Return each line of the data below that contains the string "dark", treating uppercase and lowercase letters as distinct.
— START SOURCE MATERIAL —
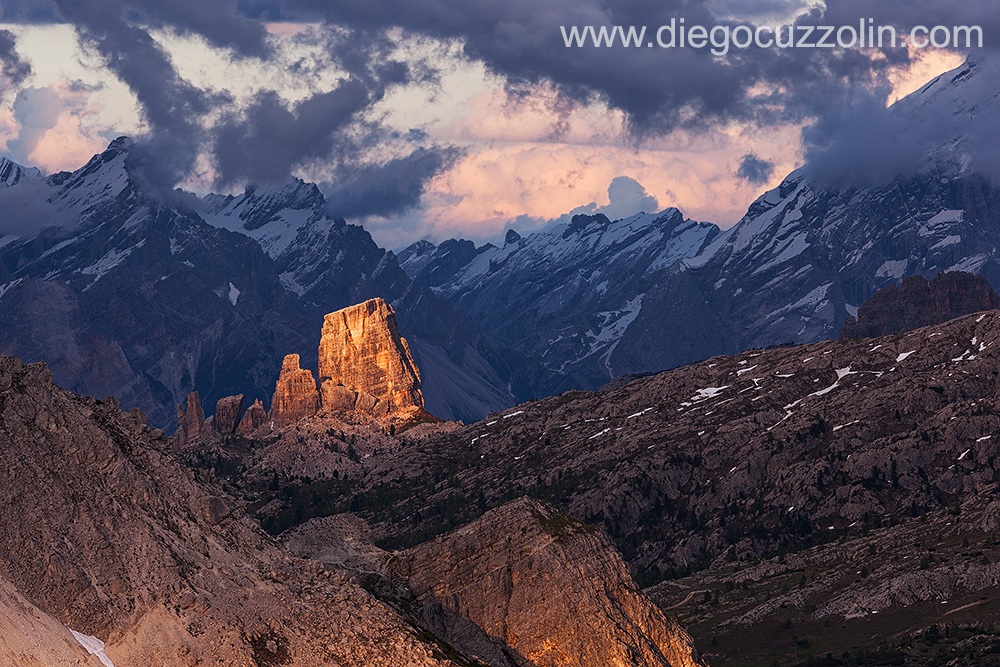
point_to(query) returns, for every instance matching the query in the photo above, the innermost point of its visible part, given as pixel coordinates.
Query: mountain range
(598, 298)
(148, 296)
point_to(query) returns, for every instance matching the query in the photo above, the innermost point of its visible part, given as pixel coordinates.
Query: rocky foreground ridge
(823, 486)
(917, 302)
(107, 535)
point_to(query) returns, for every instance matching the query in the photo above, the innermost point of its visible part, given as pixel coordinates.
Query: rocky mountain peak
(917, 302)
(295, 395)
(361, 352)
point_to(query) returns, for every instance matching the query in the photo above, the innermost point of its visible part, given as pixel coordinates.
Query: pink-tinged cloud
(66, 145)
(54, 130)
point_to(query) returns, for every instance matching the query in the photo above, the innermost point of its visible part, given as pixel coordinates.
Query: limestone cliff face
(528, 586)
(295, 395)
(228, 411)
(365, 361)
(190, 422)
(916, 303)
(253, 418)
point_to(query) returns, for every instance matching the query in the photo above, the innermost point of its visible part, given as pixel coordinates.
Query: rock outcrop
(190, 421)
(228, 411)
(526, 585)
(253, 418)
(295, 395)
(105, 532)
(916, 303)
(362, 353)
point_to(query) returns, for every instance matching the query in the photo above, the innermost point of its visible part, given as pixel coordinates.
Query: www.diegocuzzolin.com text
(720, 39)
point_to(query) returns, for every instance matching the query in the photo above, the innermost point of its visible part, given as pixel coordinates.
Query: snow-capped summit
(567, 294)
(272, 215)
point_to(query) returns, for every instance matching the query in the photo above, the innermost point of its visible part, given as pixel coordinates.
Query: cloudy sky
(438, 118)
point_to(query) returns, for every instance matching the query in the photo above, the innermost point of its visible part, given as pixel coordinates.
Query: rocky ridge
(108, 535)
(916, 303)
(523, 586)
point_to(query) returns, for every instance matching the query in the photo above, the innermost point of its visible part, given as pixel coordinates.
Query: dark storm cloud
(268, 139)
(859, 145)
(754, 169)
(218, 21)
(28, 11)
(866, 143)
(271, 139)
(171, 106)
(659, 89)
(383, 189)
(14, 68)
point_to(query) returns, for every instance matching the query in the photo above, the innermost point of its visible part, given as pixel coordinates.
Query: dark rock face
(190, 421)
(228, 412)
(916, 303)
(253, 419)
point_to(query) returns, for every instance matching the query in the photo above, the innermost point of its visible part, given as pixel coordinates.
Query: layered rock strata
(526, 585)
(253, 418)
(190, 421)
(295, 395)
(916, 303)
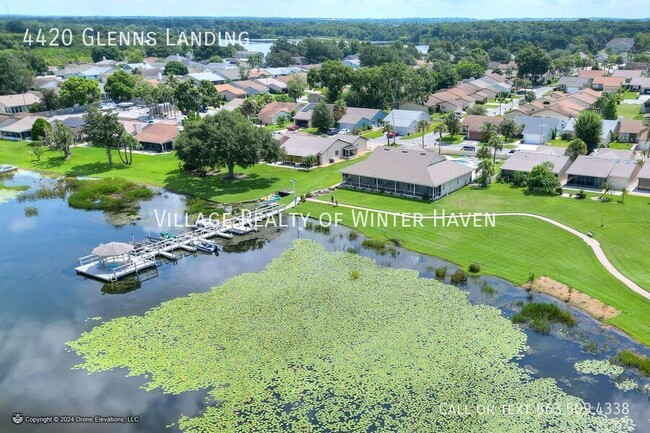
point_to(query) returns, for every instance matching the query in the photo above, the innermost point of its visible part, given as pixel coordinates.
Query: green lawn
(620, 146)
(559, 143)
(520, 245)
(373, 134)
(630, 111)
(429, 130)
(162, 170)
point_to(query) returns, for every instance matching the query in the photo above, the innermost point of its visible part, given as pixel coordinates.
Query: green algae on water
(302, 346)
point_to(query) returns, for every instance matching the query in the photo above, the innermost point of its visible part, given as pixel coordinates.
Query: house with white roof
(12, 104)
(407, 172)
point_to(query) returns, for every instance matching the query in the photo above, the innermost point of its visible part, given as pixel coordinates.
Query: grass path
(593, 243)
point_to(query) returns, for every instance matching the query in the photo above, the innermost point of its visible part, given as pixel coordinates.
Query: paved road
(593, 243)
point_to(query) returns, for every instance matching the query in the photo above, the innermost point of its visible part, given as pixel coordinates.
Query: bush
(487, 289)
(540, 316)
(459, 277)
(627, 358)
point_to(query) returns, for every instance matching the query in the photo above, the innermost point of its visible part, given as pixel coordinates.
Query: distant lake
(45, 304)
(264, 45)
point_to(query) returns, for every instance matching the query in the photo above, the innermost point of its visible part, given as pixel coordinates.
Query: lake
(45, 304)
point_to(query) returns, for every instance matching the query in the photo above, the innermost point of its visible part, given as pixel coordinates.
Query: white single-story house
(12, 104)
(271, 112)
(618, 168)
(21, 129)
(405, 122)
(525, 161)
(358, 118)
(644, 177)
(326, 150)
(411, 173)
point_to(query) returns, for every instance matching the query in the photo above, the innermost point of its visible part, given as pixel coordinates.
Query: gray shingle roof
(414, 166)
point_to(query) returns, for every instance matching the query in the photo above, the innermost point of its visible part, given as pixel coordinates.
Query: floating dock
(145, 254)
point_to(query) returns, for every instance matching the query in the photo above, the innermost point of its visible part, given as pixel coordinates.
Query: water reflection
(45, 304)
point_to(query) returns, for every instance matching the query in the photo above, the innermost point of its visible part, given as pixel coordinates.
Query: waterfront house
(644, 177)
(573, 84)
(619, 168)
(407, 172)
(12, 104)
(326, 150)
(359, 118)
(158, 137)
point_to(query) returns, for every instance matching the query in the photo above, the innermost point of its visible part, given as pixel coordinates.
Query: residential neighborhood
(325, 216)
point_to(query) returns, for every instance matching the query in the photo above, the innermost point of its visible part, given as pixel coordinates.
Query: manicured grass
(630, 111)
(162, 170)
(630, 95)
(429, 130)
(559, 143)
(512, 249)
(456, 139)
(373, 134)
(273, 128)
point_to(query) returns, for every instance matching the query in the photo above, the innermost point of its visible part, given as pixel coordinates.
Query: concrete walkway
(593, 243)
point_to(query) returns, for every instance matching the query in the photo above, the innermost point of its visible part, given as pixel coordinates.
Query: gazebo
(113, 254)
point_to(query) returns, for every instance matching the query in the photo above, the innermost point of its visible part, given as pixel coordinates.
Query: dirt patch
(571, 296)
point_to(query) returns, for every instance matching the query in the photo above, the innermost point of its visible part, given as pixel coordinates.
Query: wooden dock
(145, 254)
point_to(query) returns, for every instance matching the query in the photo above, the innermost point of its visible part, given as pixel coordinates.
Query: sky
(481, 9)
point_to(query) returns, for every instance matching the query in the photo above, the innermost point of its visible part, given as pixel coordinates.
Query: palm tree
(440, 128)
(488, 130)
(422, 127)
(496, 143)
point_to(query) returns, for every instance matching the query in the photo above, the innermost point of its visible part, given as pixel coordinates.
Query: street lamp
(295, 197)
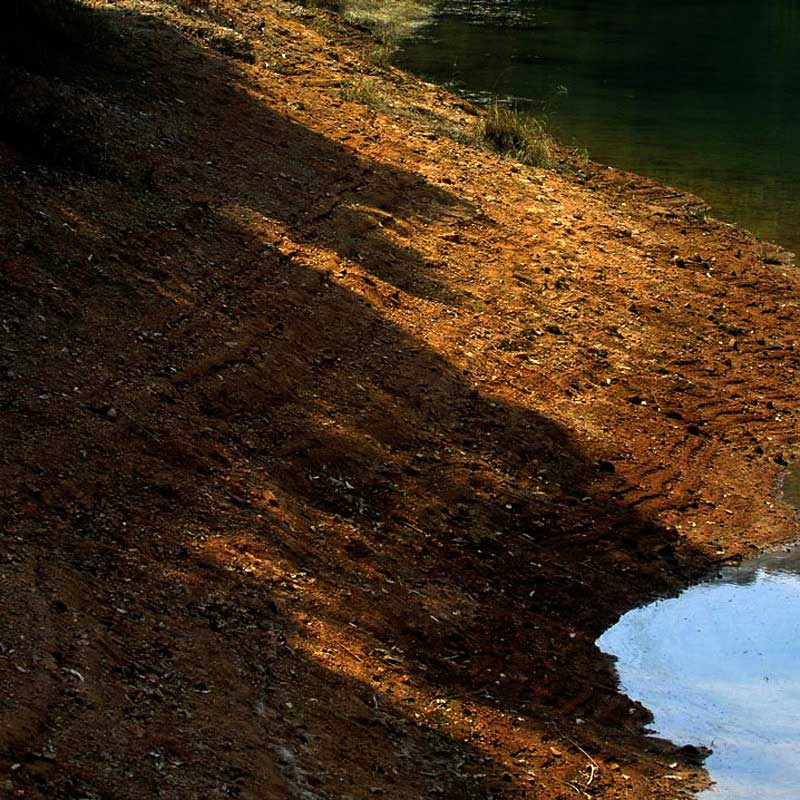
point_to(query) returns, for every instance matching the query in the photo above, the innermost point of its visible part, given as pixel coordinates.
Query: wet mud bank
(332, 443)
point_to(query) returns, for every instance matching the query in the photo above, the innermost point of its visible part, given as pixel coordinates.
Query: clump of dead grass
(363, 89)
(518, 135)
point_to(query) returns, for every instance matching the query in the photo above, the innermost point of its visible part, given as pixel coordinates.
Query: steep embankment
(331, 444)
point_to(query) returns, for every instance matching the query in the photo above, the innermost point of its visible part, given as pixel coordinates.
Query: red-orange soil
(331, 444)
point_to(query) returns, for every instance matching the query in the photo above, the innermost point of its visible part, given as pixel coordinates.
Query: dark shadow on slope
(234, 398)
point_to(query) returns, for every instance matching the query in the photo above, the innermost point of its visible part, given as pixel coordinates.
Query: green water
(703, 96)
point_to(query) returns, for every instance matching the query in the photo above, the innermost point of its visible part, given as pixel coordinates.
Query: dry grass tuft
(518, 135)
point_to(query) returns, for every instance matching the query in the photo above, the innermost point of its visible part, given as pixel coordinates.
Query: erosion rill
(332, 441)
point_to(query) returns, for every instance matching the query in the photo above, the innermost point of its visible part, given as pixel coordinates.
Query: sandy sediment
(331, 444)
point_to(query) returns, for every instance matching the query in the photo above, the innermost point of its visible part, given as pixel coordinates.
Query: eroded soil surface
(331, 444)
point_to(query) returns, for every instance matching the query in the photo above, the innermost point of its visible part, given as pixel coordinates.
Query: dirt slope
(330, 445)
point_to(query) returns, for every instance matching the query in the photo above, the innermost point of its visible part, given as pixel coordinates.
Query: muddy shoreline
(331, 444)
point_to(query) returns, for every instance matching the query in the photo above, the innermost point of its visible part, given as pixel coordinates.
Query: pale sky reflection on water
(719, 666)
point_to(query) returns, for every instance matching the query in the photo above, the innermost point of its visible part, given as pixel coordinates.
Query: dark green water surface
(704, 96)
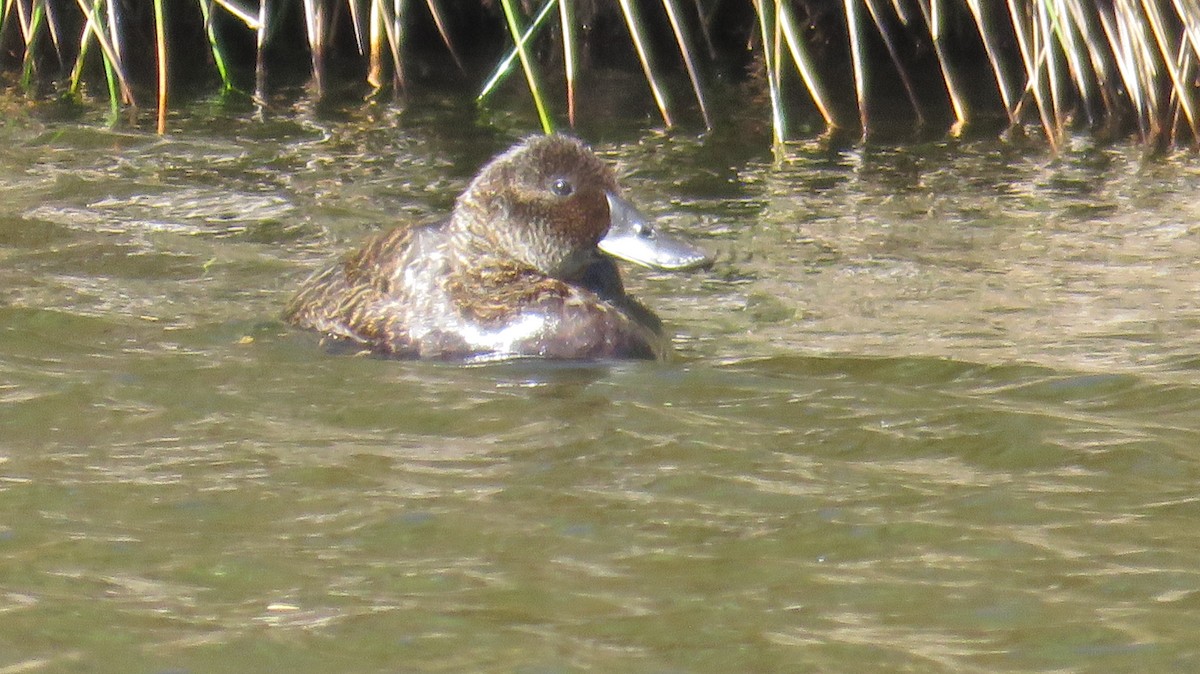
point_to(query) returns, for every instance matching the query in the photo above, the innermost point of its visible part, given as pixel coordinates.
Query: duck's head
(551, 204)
— END SOURCE MATERIAL —
* SOLVED EXERCISE:
Query: dark storm cloud
Query: dark rock face
Query: dark shadow on slope
Query: dark green water surface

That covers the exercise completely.